** Opening Extract to read block **
In a temperance play running in New York the husband asks, “Where is my wandering wife tonight?” The answer of course should be, “At a suffrage meeting,” for women never neglect their homes for any other purpose.


A good many people always seem to be in doubt, along at inauguration time, as to how the great Jefferson got up to the Capitol. It is to be hoped the gentleman himself knew whether he was afoot or on horseback on that auspicious occasion.


The anti-suffragists have issued a ton or so of literature to show that the constitution of women can never endure the nervous strain of voting. Now the presidents of the State medical associations in all the States where women have been voting from two to forty-five years have signed a statement that if anything has happened to their constitutions their family physicians haven’t discovered it. The “antis” are playing in hard luck—every time they start out a nice little theory it runs up against a fact and is smashed to splinters.
** Closing Extract to read block **
** Opening Source data block **
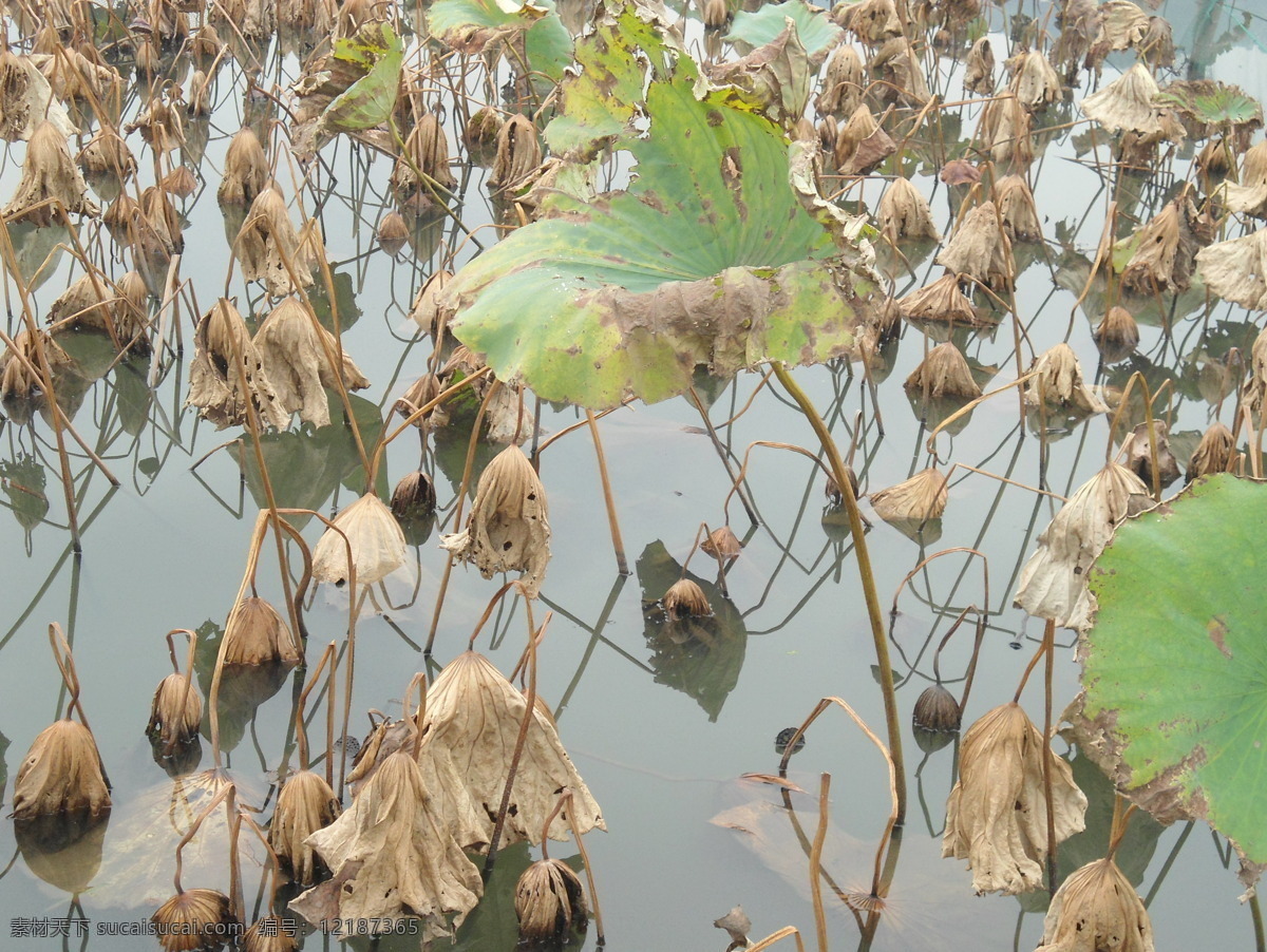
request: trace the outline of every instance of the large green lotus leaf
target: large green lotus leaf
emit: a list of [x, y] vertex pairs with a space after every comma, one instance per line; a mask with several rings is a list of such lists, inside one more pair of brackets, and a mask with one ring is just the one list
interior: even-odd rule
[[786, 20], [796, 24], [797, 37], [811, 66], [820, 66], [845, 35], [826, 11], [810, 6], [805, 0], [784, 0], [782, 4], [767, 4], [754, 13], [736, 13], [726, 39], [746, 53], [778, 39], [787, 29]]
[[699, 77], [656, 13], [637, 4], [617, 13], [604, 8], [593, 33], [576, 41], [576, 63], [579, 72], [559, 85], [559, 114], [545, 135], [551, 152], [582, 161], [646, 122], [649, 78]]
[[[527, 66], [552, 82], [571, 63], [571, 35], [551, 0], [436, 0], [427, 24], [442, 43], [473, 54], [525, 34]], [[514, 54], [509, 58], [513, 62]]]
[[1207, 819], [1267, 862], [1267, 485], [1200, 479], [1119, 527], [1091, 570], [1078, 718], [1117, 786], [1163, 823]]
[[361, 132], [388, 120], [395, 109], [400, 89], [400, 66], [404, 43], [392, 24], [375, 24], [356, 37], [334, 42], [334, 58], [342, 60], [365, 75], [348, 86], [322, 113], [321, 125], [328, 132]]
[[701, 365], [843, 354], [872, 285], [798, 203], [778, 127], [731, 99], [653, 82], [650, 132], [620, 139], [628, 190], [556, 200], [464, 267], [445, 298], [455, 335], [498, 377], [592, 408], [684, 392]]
** Closing Source data block **
** Opening Source data block **
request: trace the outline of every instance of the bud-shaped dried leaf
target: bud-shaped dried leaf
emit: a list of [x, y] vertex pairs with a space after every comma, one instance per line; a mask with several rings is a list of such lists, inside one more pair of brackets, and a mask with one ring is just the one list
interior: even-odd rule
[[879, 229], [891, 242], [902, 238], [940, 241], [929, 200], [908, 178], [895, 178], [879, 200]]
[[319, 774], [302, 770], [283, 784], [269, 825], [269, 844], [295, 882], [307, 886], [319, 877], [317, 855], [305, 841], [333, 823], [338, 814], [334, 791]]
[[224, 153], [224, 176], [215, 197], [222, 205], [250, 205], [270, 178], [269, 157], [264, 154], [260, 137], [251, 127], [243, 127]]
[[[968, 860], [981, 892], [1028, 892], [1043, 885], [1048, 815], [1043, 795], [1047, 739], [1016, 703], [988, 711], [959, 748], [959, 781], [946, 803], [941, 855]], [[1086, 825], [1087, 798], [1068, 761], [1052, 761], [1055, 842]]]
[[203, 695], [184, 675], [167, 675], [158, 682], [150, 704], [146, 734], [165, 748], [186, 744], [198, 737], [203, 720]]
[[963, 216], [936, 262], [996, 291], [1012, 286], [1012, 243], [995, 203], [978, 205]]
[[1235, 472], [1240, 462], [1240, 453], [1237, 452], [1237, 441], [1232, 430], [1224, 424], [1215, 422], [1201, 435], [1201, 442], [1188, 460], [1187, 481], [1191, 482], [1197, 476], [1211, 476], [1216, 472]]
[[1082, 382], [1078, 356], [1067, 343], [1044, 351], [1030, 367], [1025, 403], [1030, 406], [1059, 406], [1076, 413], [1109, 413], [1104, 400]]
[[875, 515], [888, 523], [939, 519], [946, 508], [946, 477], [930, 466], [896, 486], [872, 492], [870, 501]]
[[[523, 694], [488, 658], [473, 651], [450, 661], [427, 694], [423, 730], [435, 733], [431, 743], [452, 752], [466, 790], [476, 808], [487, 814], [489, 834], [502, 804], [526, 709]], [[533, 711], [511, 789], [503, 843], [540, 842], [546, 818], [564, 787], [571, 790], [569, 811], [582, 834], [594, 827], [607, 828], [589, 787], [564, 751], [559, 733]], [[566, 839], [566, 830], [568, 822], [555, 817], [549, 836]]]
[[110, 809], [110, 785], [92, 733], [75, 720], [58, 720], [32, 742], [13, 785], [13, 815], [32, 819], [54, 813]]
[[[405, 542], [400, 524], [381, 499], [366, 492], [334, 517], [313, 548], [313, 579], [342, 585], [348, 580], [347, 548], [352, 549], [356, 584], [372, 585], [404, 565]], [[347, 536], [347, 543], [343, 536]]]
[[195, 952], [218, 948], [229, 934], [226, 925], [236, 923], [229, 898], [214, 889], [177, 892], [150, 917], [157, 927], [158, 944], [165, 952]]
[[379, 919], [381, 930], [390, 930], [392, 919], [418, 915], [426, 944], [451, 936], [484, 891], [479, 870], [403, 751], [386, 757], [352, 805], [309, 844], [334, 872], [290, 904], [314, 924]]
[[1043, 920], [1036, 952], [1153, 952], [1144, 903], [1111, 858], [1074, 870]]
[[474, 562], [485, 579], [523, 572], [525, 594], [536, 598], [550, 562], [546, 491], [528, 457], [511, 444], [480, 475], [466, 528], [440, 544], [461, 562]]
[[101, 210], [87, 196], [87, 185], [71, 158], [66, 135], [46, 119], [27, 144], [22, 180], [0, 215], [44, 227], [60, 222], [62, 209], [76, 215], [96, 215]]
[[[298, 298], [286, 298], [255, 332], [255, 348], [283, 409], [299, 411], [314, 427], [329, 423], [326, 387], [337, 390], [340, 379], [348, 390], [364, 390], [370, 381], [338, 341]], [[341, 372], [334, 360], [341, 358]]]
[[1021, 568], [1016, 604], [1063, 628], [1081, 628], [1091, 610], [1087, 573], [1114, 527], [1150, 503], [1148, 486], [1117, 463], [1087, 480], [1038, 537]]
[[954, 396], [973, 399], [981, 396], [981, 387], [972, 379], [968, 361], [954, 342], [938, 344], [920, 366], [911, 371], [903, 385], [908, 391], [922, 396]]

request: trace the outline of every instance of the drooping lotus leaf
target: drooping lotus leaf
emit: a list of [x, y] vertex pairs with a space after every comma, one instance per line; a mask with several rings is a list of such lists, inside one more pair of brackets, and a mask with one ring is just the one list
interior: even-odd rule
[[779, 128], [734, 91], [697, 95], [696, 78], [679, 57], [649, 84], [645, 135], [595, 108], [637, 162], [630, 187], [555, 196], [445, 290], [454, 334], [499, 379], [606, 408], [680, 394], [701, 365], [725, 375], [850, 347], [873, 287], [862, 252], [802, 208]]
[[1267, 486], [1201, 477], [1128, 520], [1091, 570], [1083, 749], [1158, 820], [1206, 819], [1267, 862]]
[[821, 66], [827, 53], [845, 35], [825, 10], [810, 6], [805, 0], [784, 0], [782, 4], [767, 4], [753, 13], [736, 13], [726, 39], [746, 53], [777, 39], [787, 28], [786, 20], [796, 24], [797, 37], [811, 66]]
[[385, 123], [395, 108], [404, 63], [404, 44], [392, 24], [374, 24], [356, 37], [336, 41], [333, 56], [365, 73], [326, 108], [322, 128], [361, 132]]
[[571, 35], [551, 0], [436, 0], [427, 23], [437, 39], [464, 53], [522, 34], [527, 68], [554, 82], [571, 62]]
** Closing Source data block **
** Opening Source data block **
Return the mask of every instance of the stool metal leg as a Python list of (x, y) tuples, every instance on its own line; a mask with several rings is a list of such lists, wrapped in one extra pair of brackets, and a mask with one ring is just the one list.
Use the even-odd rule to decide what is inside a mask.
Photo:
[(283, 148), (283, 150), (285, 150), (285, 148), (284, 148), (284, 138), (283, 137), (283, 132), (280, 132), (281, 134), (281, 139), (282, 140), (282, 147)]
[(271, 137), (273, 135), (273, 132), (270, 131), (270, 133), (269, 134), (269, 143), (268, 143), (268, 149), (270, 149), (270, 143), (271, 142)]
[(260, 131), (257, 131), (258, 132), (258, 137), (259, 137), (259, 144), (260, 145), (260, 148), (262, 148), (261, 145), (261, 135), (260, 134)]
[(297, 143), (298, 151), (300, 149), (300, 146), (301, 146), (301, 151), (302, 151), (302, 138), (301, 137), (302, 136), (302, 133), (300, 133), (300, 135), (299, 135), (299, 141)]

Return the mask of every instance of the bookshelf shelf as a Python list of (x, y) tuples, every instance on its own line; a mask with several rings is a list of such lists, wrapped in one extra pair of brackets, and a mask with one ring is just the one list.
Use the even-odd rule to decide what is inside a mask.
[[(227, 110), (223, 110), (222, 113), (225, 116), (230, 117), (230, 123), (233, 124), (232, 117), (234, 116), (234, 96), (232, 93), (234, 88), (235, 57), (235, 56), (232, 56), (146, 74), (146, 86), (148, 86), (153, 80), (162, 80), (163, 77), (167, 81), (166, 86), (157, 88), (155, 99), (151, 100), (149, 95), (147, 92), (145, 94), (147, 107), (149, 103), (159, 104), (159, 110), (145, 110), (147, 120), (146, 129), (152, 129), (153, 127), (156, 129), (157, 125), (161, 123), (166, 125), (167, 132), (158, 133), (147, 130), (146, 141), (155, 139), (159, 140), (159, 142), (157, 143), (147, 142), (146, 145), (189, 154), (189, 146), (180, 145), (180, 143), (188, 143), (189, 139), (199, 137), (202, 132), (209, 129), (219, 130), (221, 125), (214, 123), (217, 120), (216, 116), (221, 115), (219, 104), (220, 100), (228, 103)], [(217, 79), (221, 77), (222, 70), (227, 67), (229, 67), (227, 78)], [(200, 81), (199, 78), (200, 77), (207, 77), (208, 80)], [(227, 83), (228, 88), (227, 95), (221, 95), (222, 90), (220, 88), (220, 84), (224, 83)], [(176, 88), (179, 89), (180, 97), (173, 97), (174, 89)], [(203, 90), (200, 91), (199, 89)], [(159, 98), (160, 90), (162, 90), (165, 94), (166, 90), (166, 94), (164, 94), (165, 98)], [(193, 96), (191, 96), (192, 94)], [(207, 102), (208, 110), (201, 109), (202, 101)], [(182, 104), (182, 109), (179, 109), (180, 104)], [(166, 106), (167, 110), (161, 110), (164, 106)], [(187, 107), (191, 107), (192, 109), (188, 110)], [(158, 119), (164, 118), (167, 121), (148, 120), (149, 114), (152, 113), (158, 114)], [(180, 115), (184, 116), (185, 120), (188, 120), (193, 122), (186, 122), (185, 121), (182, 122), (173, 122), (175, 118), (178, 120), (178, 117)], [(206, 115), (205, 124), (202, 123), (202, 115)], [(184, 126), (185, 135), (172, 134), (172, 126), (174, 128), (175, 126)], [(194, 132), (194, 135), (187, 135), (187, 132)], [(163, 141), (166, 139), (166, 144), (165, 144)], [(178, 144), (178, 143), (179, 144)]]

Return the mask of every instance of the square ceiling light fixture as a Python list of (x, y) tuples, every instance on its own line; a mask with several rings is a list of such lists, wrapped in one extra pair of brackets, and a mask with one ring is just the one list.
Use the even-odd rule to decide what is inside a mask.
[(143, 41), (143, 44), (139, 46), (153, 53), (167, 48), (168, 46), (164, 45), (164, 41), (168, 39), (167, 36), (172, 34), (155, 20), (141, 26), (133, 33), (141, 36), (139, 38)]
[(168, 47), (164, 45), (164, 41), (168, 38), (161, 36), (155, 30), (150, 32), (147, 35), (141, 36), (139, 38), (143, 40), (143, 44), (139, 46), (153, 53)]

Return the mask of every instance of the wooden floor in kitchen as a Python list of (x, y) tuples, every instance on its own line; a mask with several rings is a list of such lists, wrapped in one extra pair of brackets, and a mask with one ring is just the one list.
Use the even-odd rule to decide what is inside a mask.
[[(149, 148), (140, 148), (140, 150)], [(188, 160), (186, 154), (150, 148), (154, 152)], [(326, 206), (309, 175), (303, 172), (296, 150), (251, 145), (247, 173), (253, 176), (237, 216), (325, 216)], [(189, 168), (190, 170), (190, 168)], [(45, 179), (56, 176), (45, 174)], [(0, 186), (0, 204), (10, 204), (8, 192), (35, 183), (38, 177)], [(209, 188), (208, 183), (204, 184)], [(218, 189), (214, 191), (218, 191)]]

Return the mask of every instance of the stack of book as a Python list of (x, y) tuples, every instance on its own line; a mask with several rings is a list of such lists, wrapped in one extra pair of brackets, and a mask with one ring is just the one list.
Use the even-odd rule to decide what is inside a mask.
** Closing Source data block **
Required actions:
- A) In the suffrage paragraphs, who signed the statement about women's constitutions?
- B) Retype the part of the suffrage paragraphs that opens with the words containing "In a temperance" and closes with "any other purpose.".
- C) Carry the suffrage paragraphs on from their last sentence.

Answers to this exercise:
- A) The presidents of the State medical associations in all the States where women have been voting from two to forty-five years signed it.

- B)
In a temperance play running in New York the husband asks, “Where is my wandering wife tonight?” The answer of course should be, “At a suffrage meeting,” for women never neglect their homes for any other purpose.

- C)
Some time ago the women of Larned, Kan., met and resolved to use horsewhips on the professional gamblers if they did not leave the town. Now they have not exactly turned their spears into pruning hooks, but they have exchanged their horsewhips for ballots, and when they tell the gamblers to leave town they will gather up their outfit and go.


Some men are making an effort nowadays to scare women out of their independence by letting them stand in the street cars; but the women answer that they are better able to stand than many of the men they see sitting down, and that, according to statistics, a woman has a good many more years to ride on street cars than men have.